It usually hits me at about 4 o’clock.
It doesn’t matter if it’s been a good day or a bad day. In the late afternoon my anxiety begins to rise. I start feeling overwhelmed, jittery, and scared for no reason. And knowing that in one hour the world will be plunged in darkness doesn’t help at all.
My struggles with anxiety and depression aren’t exclusive to the winter months. When our corner of the world turns dark and cold, however, it becomes very difficult to stabilize my mood.
I’m not the only person in our family who experiences mood shifts during winter. I’ve observed emotional and behavioral changes in my kids as well. My oldest has described feelings of sadness and lethargy as the temperatures drop and my other kids alternate between bouts of hyperactivity and aggression.
We follow the usual recommendations for beating the winter blahs (soaking in light, plenty of rest, water, good food, etc.). In addition, I’ve discovered a few other techniques that help my family and I manage our seasonal mood issues.
1. Keep busy in the late afternoon/early evening
Switching up my schedule has helped decrease my seasonal depression and anxiety. Two of my favorite schedule changes include:
- Saving my workouts for the evening. This is by far the most effective strategy I use. My workouts are crucial part of maintaining my mental health no matter what time of year it is. During fall and winter, hitting the gym at night provides the mood-lifting benefits of exercise when I need them the most.
- Running errands or other changes of scenery in the evening. Even if it’s just a quick run to Target, a change of scenery during the evening hours often does wonders for mood.

» **WHAT NEEDS TO BE DONE**: Sum up the post on winter anxiety and depression in two sentences.

» **Records from a data source**:
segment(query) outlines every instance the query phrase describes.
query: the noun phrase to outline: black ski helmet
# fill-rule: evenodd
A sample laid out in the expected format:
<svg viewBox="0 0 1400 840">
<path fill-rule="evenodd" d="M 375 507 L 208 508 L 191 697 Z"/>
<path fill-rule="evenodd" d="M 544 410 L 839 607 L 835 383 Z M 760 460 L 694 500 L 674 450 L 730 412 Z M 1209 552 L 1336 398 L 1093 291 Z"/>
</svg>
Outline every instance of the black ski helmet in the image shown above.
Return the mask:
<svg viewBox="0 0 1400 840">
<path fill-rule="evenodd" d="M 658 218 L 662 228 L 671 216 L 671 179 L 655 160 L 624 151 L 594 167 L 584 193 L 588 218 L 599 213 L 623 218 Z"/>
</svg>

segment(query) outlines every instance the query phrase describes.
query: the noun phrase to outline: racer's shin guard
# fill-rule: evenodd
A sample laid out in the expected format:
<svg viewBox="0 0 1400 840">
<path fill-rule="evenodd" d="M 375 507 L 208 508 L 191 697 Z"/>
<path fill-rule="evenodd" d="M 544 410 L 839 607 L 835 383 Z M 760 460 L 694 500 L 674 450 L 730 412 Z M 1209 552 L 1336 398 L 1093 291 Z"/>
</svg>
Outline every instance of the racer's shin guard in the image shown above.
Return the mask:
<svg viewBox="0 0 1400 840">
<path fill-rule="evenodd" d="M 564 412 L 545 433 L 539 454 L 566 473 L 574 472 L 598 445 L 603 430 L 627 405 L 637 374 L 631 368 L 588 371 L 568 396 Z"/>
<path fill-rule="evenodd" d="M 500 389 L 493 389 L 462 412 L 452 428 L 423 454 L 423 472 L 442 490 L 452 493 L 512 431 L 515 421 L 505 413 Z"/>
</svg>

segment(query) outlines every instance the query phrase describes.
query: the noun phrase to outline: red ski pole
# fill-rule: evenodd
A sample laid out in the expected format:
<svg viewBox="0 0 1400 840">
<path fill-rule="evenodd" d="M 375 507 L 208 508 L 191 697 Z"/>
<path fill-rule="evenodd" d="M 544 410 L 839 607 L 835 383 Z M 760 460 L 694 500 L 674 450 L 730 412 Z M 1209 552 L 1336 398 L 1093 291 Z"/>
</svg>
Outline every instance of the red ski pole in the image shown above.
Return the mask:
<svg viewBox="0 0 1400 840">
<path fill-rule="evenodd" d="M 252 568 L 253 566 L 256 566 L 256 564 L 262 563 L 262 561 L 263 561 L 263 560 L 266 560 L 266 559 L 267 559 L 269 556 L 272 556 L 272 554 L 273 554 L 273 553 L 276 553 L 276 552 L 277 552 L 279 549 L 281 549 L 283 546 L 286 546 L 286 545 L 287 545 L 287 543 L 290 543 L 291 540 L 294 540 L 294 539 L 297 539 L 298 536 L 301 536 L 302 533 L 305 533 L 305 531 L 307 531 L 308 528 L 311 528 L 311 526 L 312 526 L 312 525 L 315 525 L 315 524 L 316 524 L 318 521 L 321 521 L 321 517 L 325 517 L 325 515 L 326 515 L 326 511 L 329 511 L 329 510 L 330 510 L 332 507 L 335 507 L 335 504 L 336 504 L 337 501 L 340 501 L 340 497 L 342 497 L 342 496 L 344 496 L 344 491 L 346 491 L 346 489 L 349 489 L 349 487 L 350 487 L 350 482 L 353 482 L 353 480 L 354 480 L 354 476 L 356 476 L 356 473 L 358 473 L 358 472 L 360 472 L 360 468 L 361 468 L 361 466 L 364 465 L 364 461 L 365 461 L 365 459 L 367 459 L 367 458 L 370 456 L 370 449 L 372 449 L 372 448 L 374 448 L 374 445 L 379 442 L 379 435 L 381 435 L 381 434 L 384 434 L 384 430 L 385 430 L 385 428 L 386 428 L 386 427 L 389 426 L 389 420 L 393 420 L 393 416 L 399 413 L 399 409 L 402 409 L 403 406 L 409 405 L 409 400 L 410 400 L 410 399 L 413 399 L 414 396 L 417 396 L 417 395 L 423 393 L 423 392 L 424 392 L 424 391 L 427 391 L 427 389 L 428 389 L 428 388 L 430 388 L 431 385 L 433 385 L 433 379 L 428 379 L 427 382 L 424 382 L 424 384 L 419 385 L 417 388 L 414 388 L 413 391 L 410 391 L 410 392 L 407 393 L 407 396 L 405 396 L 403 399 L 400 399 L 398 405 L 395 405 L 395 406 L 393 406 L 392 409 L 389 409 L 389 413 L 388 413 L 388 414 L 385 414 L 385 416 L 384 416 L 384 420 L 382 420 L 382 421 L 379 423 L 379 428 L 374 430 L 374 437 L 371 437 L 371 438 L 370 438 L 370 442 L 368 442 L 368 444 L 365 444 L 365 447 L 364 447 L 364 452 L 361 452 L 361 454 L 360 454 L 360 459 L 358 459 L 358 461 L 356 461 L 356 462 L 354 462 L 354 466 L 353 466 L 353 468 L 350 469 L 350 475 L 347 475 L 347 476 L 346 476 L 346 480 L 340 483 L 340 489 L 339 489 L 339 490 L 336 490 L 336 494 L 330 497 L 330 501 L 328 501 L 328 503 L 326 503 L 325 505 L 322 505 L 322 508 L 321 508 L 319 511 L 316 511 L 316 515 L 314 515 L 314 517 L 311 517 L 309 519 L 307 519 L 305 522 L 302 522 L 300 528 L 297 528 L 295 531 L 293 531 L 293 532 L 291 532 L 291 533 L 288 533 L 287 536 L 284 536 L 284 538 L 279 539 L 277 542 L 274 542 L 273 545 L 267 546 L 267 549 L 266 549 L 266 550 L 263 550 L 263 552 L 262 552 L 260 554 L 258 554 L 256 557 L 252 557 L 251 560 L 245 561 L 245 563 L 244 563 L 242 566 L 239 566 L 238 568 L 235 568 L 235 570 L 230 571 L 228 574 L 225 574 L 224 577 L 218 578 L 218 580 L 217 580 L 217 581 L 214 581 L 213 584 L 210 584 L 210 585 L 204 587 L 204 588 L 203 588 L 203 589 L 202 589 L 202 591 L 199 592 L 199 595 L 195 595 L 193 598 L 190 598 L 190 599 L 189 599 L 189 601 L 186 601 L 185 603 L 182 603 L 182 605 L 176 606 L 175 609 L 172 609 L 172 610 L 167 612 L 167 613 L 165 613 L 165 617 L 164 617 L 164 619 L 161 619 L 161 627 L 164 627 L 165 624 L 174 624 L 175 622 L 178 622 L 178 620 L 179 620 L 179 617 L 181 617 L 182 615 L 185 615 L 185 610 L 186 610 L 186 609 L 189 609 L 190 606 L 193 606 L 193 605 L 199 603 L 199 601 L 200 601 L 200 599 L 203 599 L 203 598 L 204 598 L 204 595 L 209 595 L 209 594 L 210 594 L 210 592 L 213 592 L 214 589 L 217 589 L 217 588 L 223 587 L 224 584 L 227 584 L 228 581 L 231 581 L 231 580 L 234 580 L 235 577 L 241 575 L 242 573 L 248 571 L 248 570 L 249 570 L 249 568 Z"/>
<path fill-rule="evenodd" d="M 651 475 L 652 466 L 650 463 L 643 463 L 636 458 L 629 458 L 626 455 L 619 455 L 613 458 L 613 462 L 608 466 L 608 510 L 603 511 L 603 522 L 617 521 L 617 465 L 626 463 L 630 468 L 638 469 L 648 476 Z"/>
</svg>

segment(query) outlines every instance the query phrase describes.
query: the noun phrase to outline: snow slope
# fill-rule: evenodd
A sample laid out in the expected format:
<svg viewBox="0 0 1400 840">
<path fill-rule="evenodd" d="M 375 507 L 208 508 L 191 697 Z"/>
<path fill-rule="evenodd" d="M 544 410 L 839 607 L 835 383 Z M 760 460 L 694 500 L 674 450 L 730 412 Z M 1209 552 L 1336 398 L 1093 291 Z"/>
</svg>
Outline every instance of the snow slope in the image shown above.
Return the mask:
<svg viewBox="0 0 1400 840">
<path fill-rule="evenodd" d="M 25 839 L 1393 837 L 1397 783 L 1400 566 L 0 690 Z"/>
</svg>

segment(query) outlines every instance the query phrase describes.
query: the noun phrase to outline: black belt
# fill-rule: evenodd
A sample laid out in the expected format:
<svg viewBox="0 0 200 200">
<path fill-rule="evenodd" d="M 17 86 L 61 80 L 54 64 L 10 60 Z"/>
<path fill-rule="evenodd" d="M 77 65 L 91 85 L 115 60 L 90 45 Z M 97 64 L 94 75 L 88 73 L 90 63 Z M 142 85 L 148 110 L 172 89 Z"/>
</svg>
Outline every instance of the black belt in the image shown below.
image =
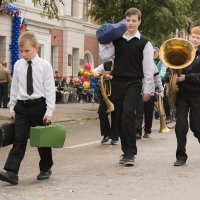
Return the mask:
<svg viewBox="0 0 200 200">
<path fill-rule="evenodd" d="M 39 103 L 44 101 L 44 97 L 40 97 L 38 99 L 28 99 L 28 100 L 17 100 L 19 103 L 24 103 L 24 104 L 34 104 L 34 103 Z"/>
</svg>

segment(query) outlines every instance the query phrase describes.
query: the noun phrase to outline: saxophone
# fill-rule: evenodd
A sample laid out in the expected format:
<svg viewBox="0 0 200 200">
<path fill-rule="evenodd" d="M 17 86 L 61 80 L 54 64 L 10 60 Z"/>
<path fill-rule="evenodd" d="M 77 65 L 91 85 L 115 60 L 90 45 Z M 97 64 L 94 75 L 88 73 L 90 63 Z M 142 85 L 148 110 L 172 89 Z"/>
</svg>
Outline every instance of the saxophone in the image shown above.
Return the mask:
<svg viewBox="0 0 200 200">
<path fill-rule="evenodd" d="M 158 107 L 160 111 L 160 133 L 167 133 L 170 131 L 170 129 L 167 127 L 166 124 L 166 114 L 165 114 L 165 109 L 163 106 L 163 98 L 161 95 L 158 96 Z"/>
<path fill-rule="evenodd" d="M 109 72 L 101 73 L 100 75 L 100 90 L 103 97 L 103 100 L 105 101 L 105 104 L 107 106 L 107 113 L 110 113 L 115 110 L 114 104 L 109 100 L 109 96 L 111 95 L 111 82 L 110 80 L 106 80 L 105 76 L 109 74 Z"/>
</svg>

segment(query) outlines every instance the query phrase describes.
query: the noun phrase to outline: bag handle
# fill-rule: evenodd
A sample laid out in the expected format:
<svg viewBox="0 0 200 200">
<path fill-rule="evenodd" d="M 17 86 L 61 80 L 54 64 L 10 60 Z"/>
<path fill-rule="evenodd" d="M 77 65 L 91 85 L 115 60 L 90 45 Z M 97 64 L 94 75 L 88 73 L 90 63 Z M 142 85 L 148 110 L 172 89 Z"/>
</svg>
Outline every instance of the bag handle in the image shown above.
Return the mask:
<svg viewBox="0 0 200 200">
<path fill-rule="evenodd" d="M 51 125 L 51 122 L 47 123 L 46 120 L 44 120 L 43 123 L 44 123 L 45 126 Z"/>
</svg>

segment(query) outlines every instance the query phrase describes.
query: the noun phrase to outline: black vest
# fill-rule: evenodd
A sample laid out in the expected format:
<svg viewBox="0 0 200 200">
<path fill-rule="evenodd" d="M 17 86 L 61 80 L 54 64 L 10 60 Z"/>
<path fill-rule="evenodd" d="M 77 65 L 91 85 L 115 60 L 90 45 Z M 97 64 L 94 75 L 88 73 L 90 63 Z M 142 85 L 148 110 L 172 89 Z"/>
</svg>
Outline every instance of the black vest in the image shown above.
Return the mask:
<svg viewBox="0 0 200 200">
<path fill-rule="evenodd" d="M 143 78 L 143 50 L 148 40 L 141 36 L 127 41 L 123 37 L 113 41 L 115 60 L 112 75 L 114 77 Z"/>
</svg>

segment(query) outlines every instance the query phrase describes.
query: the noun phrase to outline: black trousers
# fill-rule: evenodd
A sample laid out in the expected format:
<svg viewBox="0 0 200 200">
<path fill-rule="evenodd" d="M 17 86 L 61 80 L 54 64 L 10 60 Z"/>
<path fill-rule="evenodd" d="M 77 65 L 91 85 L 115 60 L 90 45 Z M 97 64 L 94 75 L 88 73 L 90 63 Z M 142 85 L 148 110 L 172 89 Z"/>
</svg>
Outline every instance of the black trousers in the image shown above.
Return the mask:
<svg viewBox="0 0 200 200">
<path fill-rule="evenodd" d="M 24 158 L 31 126 L 43 126 L 43 117 L 46 111 L 45 100 L 34 104 L 17 102 L 15 108 L 15 139 L 8 155 L 4 169 L 18 173 L 21 161 Z M 47 171 L 53 165 L 51 148 L 38 148 L 40 155 L 40 171 Z"/>
<path fill-rule="evenodd" d="M 200 98 L 178 97 L 176 106 L 176 158 L 179 160 L 187 160 L 186 142 L 189 126 L 194 136 L 200 141 Z M 190 124 L 188 122 L 188 114 Z"/>
<path fill-rule="evenodd" d="M 144 115 L 144 102 L 142 101 L 142 97 L 140 97 L 140 101 L 138 101 L 135 113 L 136 133 L 140 135 L 142 135 L 143 115 Z"/>
<path fill-rule="evenodd" d="M 147 102 L 143 102 L 142 98 L 136 108 L 136 132 L 142 135 L 142 121 L 144 116 L 144 132 L 150 134 L 153 123 L 155 98 L 152 96 Z"/>
<path fill-rule="evenodd" d="M 112 79 L 112 131 L 119 131 L 124 154 L 137 154 L 135 110 L 142 89 L 142 80 L 133 78 Z"/>
<path fill-rule="evenodd" d="M 153 123 L 153 110 L 155 98 L 152 96 L 149 101 L 144 102 L 144 132 L 150 134 Z"/>
<path fill-rule="evenodd" d="M 99 121 L 100 121 L 100 130 L 102 136 L 109 136 L 112 140 L 118 140 L 119 134 L 118 131 L 111 131 L 111 122 L 109 121 L 109 113 L 107 111 L 107 106 L 105 101 L 103 100 L 101 92 L 99 92 Z"/>
<path fill-rule="evenodd" d="M 6 108 L 8 104 L 8 83 L 0 83 L 0 107 Z"/>
</svg>

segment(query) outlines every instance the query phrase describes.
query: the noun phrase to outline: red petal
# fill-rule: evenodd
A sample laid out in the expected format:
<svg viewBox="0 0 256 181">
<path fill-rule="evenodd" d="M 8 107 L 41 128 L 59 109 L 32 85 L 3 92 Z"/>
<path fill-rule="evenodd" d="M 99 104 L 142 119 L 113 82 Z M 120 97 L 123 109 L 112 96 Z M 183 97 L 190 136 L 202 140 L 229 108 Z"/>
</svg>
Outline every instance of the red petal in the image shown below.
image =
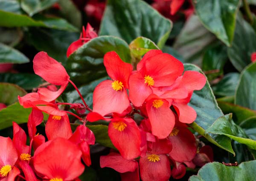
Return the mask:
<svg viewBox="0 0 256 181">
<path fill-rule="evenodd" d="M 101 156 L 99 161 L 101 167 L 111 168 L 120 173 L 134 172 L 138 167 L 137 161 L 125 159 L 119 154 L 113 152 Z"/>
<path fill-rule="evenodd" d="M 115 52 L 105 54 L 103 63 L 109 77 L 113 80 L 122 82 L 125 88 L 128 89 L 128 79 L 132 70 L 131 65 L 123 62 Z"/>
<path fill-rule="evenodd" d="M 115 91 L 111 86 L 112 80 L 100 83 L 93 92 L 93 112 L 105 115 L 112 112 L 121 114 L 130 105 L 126 90 Z"/>
<path fill-rule="evenodd" d="M 196 118 L 196 112 L 187 104 L 173 103 L 175 110 L 179 115 L 179 121 L 182 123 L 189 124 Z"/>
<path fill-rule="evenodd" d="M 40 52 L 35 56 L 33 60 L 34 71 L 49 83 L 56 86 L 67 84 L 69 76 L 64 67 L 47 53 Z"/>
<path fill-rule="evenodd" d="M 170 161 L 165 155 L 159 155 L 160 160 L 155 162 L 150 161 L 147 154 L 140 159 L 140 177 L 143 181 L 164 181 L 171 176 Z"/>
<path fill-rule="evenodd" d="M 37 172 L 48 179 L 60 177 L 63 180 L 72 180 L 81 175 L 84 170 L 81 162 L 81 155 L 78 146 L 58 138 L 37 149 L 34 166 Z"/>
<path fill-rule="evenodd" d="M 119 131 L 114 128 L 111 121 L 108 126 L 108 135 L 114 146 L 125 159 L 131 159 L 140 155 L 141 142 L 140 130 L 135 122 L 131 118 L 120 118 L 115 121 L 123 122 L 126 125 L 125 129 Z"/>
<path fill-rule="evenodd" d="M 61 119 L 54 119 L 55 115 L 50 115 L 45 125 L 45 133 L 48 140 L 57 137 L 69 138 L 72 135 L 68 116 L 66 114 Z"/>
<path fill-rule="evenodd" d="M 195 136 L 186 128 L 177 127 L 176 129 L 178 130 L 177 135 L 168 137 L 172 144 L 172 150 L 169 155 L 174 160 L 179 162 L 190 161 L 196 154 Z"/>
</svg>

» **TASK ANSWER**: The writer's anxiety rises every late afternoon, mood is very hard to stabilize once winter turns dark and cold, and the writer's children also show emotional and behavioral changes in winter. Beyond the usual advice of light, rest, water and good food, the writer stays busy in the late afternoon and evening, mainly by working out at night and by running errands or otherwise changing scenery then.